__PROBLEM DESCRIPTION__
Output each record exactly, with nothing omitted.
------ DATA FOR PROCESSING ------
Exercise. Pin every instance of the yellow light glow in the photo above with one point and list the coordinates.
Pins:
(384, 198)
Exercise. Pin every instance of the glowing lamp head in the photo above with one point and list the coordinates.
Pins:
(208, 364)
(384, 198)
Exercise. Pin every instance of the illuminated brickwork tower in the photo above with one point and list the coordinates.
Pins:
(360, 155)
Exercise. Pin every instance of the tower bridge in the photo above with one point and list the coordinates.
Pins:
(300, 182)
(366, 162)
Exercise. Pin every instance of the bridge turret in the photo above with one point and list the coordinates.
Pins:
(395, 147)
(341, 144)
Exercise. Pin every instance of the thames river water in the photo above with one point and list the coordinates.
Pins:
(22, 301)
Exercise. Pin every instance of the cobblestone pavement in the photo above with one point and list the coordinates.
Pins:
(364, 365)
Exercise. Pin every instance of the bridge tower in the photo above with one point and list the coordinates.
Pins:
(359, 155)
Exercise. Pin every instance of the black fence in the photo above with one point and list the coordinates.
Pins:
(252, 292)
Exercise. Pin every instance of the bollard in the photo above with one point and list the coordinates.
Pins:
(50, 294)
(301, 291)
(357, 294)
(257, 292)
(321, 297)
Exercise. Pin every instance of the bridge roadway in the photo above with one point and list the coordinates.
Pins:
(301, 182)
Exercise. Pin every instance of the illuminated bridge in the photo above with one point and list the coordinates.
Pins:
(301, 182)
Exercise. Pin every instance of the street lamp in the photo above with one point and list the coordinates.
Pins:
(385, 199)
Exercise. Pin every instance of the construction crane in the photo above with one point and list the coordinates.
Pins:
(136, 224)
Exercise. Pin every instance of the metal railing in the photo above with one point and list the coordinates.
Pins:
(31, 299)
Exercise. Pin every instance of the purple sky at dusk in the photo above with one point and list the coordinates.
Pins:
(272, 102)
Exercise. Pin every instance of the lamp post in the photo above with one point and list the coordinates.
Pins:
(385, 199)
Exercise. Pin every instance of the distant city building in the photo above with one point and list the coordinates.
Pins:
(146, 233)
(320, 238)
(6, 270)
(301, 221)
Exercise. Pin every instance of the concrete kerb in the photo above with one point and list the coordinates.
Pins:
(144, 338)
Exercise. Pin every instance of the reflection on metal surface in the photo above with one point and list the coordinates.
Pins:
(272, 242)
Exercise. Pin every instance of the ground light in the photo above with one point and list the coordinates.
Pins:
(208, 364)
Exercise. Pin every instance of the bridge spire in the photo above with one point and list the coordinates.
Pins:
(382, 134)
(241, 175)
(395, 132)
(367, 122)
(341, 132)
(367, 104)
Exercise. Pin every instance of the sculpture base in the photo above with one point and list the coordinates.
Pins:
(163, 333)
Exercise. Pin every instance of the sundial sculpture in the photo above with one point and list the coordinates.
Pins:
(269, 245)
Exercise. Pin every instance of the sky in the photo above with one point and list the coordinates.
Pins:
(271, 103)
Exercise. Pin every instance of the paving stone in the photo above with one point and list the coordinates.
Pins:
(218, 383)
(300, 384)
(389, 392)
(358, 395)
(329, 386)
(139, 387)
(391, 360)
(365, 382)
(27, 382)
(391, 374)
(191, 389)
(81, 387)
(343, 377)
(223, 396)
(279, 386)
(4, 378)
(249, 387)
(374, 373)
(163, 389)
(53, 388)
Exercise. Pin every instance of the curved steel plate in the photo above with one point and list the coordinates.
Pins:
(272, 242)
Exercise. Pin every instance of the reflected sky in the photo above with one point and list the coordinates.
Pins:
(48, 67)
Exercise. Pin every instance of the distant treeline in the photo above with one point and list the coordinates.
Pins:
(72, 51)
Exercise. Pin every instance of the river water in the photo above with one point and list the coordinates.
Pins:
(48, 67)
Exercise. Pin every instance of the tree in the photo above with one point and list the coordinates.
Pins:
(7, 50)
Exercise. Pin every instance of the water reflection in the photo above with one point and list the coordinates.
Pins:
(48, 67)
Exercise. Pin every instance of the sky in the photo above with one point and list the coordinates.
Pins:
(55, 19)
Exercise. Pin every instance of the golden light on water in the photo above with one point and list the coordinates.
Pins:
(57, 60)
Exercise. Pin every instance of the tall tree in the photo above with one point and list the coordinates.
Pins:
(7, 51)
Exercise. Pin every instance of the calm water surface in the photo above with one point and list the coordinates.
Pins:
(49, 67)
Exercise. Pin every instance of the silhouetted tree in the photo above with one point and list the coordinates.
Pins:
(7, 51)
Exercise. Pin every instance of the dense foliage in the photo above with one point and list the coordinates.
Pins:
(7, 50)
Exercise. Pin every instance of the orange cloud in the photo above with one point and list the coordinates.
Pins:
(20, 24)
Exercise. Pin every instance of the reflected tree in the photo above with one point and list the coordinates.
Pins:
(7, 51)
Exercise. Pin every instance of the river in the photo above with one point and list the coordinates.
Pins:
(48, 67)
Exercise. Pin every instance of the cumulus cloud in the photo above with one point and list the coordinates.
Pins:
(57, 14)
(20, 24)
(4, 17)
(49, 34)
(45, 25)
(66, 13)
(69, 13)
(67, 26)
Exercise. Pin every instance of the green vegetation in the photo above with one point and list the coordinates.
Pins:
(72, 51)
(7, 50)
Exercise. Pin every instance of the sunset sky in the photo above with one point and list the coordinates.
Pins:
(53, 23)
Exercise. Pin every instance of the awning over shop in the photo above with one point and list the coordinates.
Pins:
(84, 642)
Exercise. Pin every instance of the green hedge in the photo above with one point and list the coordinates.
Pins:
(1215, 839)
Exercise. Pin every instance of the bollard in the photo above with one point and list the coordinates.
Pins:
------
__OUTPUT FOR THIS TASK__
Exercise. Pin every instance of the yellow light glow in the photo above with one point and list the coordinates.
Pins:
(384, 198)
Exercise. Pin every instance of the glowing lamp head in the photo above with one point and list the coordinates.
Pins:
(208, 364)
(384, 198)
Exercise. Pin every instance of the illuminated brickwork tower in the photo above with one point and list the coordinates.
Pins:
(360, 155)
Exercise. Pin every instance of the tower bridge in the photo above with one point and list the coordinates.
Pins:
(300, 182)
(366, 162)
Exercise. Pin every instance of the bridge turret in the photo above with one point and list the coordinates.
Pins:
(395, 147)
(341, 144)
Exercise. Pin every instance of the thames river water in the photo above with one point and list the coordinates.
Pins:
(22, 301)
Exercise. Pin every instance of the cobblestone pavement in the photo above with one point and list the coordinates.
Pins:
(364, 365)
Exercise. Pin every instance of the bridge tower in the photo above with one point and list the coordinates.
Pins:
(359, 155)
Exercise. Pin every instance of the black fence in the photo above with one point and list the coordinates.
Pins:
(252, 292)
Exercise. Pin every instance of the bollard in the photo above with one point and list the coordinates.
Pins:
(50, 294)
(301, 291)
(357, 294)
(257, 292)
(321, 297)
Exercise. Pin every instance of the bridge roadway in the photo above with one point and list the coordinates.
Pins:
(301, 182)
Exercise. Pin every instance of the illuminated bridge in the photo above with one point and list the coordinates.
Pins:
(301, 182)
Exercise. Pin every instance of the street lamp in the photo above with one point and list the coordinates.
Pins:
(385, 199)
Exercise. Pin every instance of the construction crane in the photo above with one point and list the coordinates.
Pins:
(136, 224)
Exercise. Pin every instance of the metal railing in the photo above with one point and list the coordinates.
Pins:
(31, 299)
Exercise. Pin every instance of the purple sky at dusk in the photo above with one point and list the coordinates.
Pins:
(272, 102)
Exercise. Pin every instance of the lamp post in the photo above with one point and list the coordinates.
Pins:
(385, 199)
Exercise. Pin every instance of the distant city building in the photo above with one point and list the coordinates.
Pins:
(146, 233)
(320, 238)
(6, 270)
(301, 221)
Exercise. Pin every instance of the concrete kerb in the photo above with one point and list the coordinates.
Pins:
(144, 338)
Exercise. Pin every instance of the reflection on metal surface in the photo above with one point and list the coordinates.
Pins:
(272, 242)
Exercise. Pin every instance of the ground light in the photo above with one point and list the coordinates.
Pins:
(208, 364)
Exercise. Pin every instance of the bridge spire in the photo above with one point and list the coordinates.
Pins:
(382, 134)
(241, 175)
(395, 132)
(367, 122)
(341, 132)
(367, 104)
Exercise. Pin every instance of the sculpture base in the photo above with one point and list the coordinates.
Pins:
(163, 333)
Exercise. Pin every instance of the sundial sculpture in the photo above with one point and list the coordinates.
Pins:
(269, 245)
Exercise. Pin every instance of the sky in the photo above with one point and list the coordinates.
Pins:
(271, 103)
Exercise. Pin every instance of the paving stone in the photo above with one point and list the coordinates.
Pins:
(218, 383)
(300, 384)
(389, 392)
(358, 395)
(329, 386)
(139, 387)
(391, 360)
(365, 382)
(27, 382)
(391, 374)
(191, 389)
(81, 387)
(343, 377)
(223, 396)
(279, 386)
(4, 378)
(249, 387)
(374, 373)
(163, 389)
(53, 388)
Exercise. Pin every instance of the curved steel plate in the photo above with one point and list the coordinates.
Pins:
(272, 242)
Exercise. Pin every instance of the reflected sky in the photo above with one point and list the coordinates.
Pins:
(48, 67)
Exercise. Pin every instance of the distant treeline in the photo above with one point and list the coordinates.
Pins:
(72, 51)
Exercise. Pin every instance of the river water in the photo above with one point and list the coordinates.
Pins:
(48, 67)
Exercise. Pin every instance of the tree in the photo above with one point and list the coordinates.
Pins:
(7, 50)
Exercise. Pin every instance of the water reflection in the photo above with one point and list the coordinates.
Pins:
(48, 67)
Exercise. Pin every instance of the sky in the photo above with one point and list the coordinates.
Pins:
(55, 19)
Exercise. Pin every instance of the golden light on water in the photo above with one point and list the coordinates.
Pins:
(57, 60)
Exercise. Pin every instance of the tall tree in the photo above with one point and list the coordinates.
Pins:
(7, 51)
Exercise. Pin every instance of the calm water surface in the photo above with one point and list the coordinates.
Pins:
(49, 67)
Exercise. Pin every instance of the silhouetted tree in the photo above with one point and list the coordinates.
Pins:
(7, 51)
Exercise. Pin every instance of the dense foliage in the photo above with one point and list the coordinates.
Pins:
(7, 50)
Exercise. Pin every instance of the orange cloud in the photo above with one point and list the coordinates.
Pins:
(20, 24)
Exercise. Pin every instance of the reflected tree in the photo above with one point and list the coordinates.
Pins:
(7, 51)
Exercise. Pin every instance of the river in the photo above with one point and list the coordinates.
Pins:
(48, 67)
Exercise. Pin every instance of the cumulus cloud in the photo above with one point and list the coordinates.
Pins:
(57, 14)
(20, 24)
(4, 17)
(49, 34)
(45, 25)
(66, 13)
(69, 13)
(67, 26)
Exercise. Pin every instance of the green vegetation in the photo above with one point and list the coordinates.
Pins:
(72, 51)
(7, 50)
Exercise. Pin every instance of the sunset sky in the photo above with one point and list the coordinates.
Pins:
(53, 23)
Exercise. Pin every instance of the awning over shop in the photo above with one point and list the coordinates.
Pins:
(84, 642)
Exercise. Pin every instance of the green hedge in the photo above with one point and list the coordinates.
Pins:
(1215, 839)
Exercise. Pin every instance of the bollard in the photo above with one point and list the coordinates.
Pins:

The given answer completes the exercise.